Location identification records:
--- Begin ---

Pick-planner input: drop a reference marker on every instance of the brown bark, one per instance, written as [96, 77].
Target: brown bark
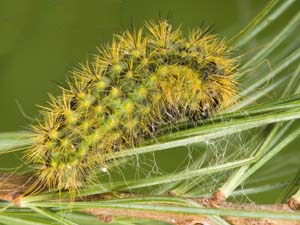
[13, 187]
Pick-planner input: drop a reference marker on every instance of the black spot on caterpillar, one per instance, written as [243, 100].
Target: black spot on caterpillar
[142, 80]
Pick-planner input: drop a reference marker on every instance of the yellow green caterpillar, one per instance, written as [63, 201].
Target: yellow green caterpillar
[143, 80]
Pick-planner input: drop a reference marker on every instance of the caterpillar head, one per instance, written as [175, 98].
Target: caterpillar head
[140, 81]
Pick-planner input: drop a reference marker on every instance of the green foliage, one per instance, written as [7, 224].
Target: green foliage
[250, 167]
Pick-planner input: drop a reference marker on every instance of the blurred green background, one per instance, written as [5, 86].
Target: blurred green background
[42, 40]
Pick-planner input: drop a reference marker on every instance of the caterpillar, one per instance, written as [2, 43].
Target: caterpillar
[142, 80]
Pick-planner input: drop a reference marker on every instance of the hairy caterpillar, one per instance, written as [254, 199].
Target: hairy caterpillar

--- End ---

Rewrite all of the records, changing every "reference marker" to "pin" and keeping everything else the same. Leave the pictures out.

Pick-planner input: drop a pin on every instance of the brown bark, one per instance, written as [96, 77].
Target: brown bark
[13, 187]
Pick-planner input: drop a pin on every instance of the black spot on caterpillar, one per instance, written as [243, 100].
Target: black spot on caterpillar
[142, 80]
Pick-planner input: drop a pin on every instance of the yellow green caterpillar, one per instance, written as [63, 201].
Target: yellow green caterpillar
[143, 80]
Pick-planner input: drop a pin on every instance of the caterpillar head, one per instance, written as [175, 98].
Target: caterpillar head
[140, 81]
Pick-planner input: drop a pin on every instance of the green foliage, one per instance, written as [7, 224].
Target: green foliage
[250, 167]
Pick-planner input: drop a pin on every instance of the blurred green background, one per instance, written as [5, 86].
Target: blurred green background
[42, 40]
Pick-planner input: drop a pin on every instance of the caterpillar, one per instance, written as [2, 43].
Target: caterpillar
[142, 80]
Pick-planner input: drop a pin on every instance of the hairy caterpillar, one per instance, written as [254, 199].
Target: hairy caterpillar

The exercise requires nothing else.